== Records shown ==

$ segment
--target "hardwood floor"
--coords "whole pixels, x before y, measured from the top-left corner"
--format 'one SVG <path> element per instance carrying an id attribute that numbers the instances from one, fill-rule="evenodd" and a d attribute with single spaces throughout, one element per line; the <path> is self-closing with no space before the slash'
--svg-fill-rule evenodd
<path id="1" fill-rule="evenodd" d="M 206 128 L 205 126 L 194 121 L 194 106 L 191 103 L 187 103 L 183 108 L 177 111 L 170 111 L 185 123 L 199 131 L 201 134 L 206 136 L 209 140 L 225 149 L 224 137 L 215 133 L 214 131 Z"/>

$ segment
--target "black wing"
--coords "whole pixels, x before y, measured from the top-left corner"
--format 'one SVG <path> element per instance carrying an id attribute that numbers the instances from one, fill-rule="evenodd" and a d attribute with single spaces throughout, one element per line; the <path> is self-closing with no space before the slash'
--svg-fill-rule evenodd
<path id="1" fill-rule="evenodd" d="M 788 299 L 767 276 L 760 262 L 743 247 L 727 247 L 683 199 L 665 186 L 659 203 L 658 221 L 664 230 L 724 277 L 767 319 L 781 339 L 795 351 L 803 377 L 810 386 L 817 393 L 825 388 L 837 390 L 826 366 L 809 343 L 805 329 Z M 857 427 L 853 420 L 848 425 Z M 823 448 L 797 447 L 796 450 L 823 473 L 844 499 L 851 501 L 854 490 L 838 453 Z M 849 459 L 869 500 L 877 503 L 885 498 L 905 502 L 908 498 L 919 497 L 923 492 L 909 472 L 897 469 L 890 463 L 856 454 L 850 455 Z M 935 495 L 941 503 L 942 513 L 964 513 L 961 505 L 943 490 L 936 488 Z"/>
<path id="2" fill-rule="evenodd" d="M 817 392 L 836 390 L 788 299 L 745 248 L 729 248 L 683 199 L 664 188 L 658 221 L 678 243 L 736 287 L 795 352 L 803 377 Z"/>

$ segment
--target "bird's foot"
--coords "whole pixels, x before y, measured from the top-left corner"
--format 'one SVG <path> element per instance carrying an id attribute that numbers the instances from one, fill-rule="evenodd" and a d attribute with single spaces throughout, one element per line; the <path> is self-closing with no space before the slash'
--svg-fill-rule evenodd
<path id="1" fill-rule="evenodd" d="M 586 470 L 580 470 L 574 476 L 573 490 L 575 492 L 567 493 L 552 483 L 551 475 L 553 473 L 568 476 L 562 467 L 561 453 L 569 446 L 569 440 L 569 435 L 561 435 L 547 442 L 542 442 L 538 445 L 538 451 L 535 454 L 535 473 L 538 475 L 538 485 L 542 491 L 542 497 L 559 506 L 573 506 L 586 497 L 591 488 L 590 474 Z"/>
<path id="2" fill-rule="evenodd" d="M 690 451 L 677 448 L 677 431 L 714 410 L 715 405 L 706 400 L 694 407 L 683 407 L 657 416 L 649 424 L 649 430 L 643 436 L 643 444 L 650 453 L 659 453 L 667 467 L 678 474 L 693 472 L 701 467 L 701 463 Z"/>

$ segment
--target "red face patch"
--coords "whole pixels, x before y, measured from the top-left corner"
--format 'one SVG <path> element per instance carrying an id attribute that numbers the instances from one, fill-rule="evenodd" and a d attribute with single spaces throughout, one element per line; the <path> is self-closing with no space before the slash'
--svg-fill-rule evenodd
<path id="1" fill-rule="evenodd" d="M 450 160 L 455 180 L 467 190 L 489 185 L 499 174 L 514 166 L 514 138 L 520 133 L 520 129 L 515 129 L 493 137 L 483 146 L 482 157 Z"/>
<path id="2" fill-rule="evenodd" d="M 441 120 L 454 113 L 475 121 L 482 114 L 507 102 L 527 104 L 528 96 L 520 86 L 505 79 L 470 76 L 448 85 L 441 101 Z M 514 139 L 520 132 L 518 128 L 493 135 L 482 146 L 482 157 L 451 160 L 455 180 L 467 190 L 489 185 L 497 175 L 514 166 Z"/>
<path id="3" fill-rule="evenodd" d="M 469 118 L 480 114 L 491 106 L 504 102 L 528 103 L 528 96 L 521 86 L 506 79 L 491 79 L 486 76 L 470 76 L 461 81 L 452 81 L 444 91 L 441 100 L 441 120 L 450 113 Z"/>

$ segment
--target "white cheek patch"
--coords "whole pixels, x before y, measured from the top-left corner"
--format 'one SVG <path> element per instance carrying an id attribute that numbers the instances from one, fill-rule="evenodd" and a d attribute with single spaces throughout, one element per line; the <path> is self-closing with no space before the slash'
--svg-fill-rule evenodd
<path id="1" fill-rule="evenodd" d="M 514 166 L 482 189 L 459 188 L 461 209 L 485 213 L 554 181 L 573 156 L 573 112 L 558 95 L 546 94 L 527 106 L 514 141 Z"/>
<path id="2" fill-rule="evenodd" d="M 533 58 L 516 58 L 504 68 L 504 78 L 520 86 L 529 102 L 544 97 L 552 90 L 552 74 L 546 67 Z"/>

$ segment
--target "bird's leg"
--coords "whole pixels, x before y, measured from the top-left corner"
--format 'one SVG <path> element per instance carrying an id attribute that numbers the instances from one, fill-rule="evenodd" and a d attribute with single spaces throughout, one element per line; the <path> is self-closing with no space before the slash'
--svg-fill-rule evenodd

===

§ **What is required**:
The response must consist of all the data, reproduced without alteration.

§ **Expected answer**:
$ segment
--target "hardwood floor"
--coords "whole pixels, x before y, measured from the top-left corner"
--format 'one SVG <path> element per instance carrying an id attribute that numbers the instances from one, fill-rule="evenodd" and a d attribute with single spaces throughout, one element per line; the <path> is self-closing with no space before the slash'
--svg-fill-rule evenodd
<path id="1" fill-rule="evenodd" d="M 206 128 L 205 126 L 194 121 L 194 106 L 191 103 L 187 103 L 183 108 L 177 111 L 170 111 L 185 123 L 199 131 L 201 134 L 206 136 L 209 140 L 225 149 L 224 137 L 215 133 L 214 131 Z"/>

$ segment
--target "black wing"
--coords "whole pixels, x before y, measured from the top-left corner"
--format 'one SVG <path> element per instance carrying an id attribute that numbers the instances from one, fill-rule="evenodd" and a d attribute with single spaces throughout, one element per line; the <path> is self-closing with no space before the slash'
--svg-fill-rule evenodd
<path id="1" fill-rule="evenodd" d="M 788 299 L 767 276 L 760 262 L 743 247 L 727 247 L 683 199 L 665 186 L 659 203 L 658 221 L 664 230 L 724 277 L 767 319 L 781 339 L 795 351 L 803 377 L 810 386 L 817 393 L 825 388 L 837 390 L 826 366 L 809 343 L 805 329 Z M 857 427 L 853 420 L 848 425 Z M 823 448 L 797 447 L 796 450 L 823 473 L 844 499 L 851 501 L 854 490 L 838 453 Z M 849 459 L 869 500 L 877 503 L 885 498 L 905 502 L 908 498 L 919 497 L 923 492 L 909 472 L 897 469 L 890 463 L 856 454 L 850 455 Z M 935 495 L 941 503 L 942 513 L 964 513 L 961 505 L 943 490 L 936 488 Z"/>
<path id="2" fill-rule="evenodd" d="M 817 392 L 836 390 L 788 299 L 745 248 L 729 248 L 683 199 L 664 188 L 658 221 L 678 243 L 736 287 L 795 352 L 803 377 Z"/>

$ segment
--target "bird's foot"
--coords "whole pixels, x before y, measured from the top-left corner"
--format 'one SVG <path> element per instance carrying an id attribute that numbers the instances from one, fill-rule="evenodd" and a d attribute with single spaces throughout, one element per line; the <path> is self-closing with no space before the slash'
--svg-fill-rule evenodd
<path id="1" fill-rule="evenodd" d="M 586 470 L 580 470 L 574 476 L 573 490 L 575 492 L 567 493 L 552 483 L 551 475 L 553 473 L 568 476 L 562 467 L 561 453 L 569 446 L 569 440 L 569 435 L 561 435 L 547 442 L 542 442 L 538 445 L 538 451 L 535 454 L 535 473 L 538 475 L 538 485 L 542 491 L 542 497 L 559 506 L 573 506 L 586 497 L 591 488 L 590 474 Z"/>
<path id="2" fill-rule="evenodd" d="M 690 451 L 677 448 L 677 431 L 714 410 L 715 405 L 706 400 L 694 407 L 683 407 L 657 416 L 649 424 L 649 430 L 643 436 L 643 444 L 650 453 L 659 453 L 667 467 L 678 474 L 693 472 L 701 467 L 701 463 Z"/>

$ segment
--target "red face patch"
--coords "whole pixels, x before y, measured from the top-left corner"
--format 'one SVG <path> element per instance carrying an id attribute that numbers the instances from one, fill-rule="evenodd" and a d attribute with single spaces throughout, one element per line; the <path> is self-closing with no space before the slash'
--svg-fill-rule evenodd
<path id="1" fill-rule="evenodd" d="M 450 160 L 455 180 L 467 190 L 489 185 L 499 174 L 514 166 L 514 138 L 520 133 L 520 129 L 515 129 L 493 137 L 483 146 L 482 157 Z"/>
<path id="2" fill-rule="evenodd" d="M 441 120 L 454 113 L 475 121 L 482 114 L 507 102 L 527 104 L 528 96 L 520 86 L 505 79 L 470 76 L 448 85 L 441 101 Z M 514 139 L 520 132 L 518 128 L 493 135 L 482 146 L 482 157 L 451 160 L 455 180 L 467 190 L 489 185 L 497 175 L 514 166 Z"/>
<path id="3" fill-rule="evenodd" d="M 469 118 L 480 114 L 491 106 L 504 102 L 528 103 L 528 96 L 521 86 L 506 79 L 491 79 L 486 76 L 470 76 L 461 81 L 452 81 L 444 91 L 441 100 L 441 120 L 450 113 Z"/>

$ segment
--target "white cheek patch"
--coords "whole pixels, x before y, measured from the top-left corner"
--format 'one SVG <path> element per instance carrying an id attribute that numbers the instances from one, fill-rule="evenodd" and a d attribute with single spaces throughout, one element per line; the <path> is self-closing with no space before the slash'
--svg-fill-rule evenodd
<path id="1" fill-rule="evenodd" d="M 514 166 L 482 189 L 459 188 L 461 209 L 485 213 L 554 181 L 573 156 L 573 112 L 558 95 L 546 94 L 527 106 L 514 141 Z"/>
<path id="2" fill-rule="evenodd" d="M 533 58 L 516 58 L 504 68 L 504 78 L 520 86 L 529 102 L 544 97 L 552 90 L 552 74 L 546 67 Z"/>

$ segment
--target "bird's leg"
--coords "whole pixels, x before y, measured from the top-left corner"
--format 'one SVG <path> element per instance carrying an id attribute that numbers the instances from one, fill-rule="evenodd" and a d attribute with single spaces throughout, one element per line; the <path> is self-closing with no space before the slash'
--svg-fill-rule evenodd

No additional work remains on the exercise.